Count the lines of the material below that contain the string "bread". Reply with only that number.

---

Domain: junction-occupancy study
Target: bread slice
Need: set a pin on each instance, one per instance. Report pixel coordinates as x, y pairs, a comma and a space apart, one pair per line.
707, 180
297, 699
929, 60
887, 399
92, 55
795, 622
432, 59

---

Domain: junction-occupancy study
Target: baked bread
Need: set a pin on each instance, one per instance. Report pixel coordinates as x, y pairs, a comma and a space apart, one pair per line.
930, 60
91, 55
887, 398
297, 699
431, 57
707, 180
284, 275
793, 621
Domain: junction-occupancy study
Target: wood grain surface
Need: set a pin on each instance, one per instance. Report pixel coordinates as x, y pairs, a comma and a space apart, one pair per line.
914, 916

---

▶ _CORRECT RESULT_: 2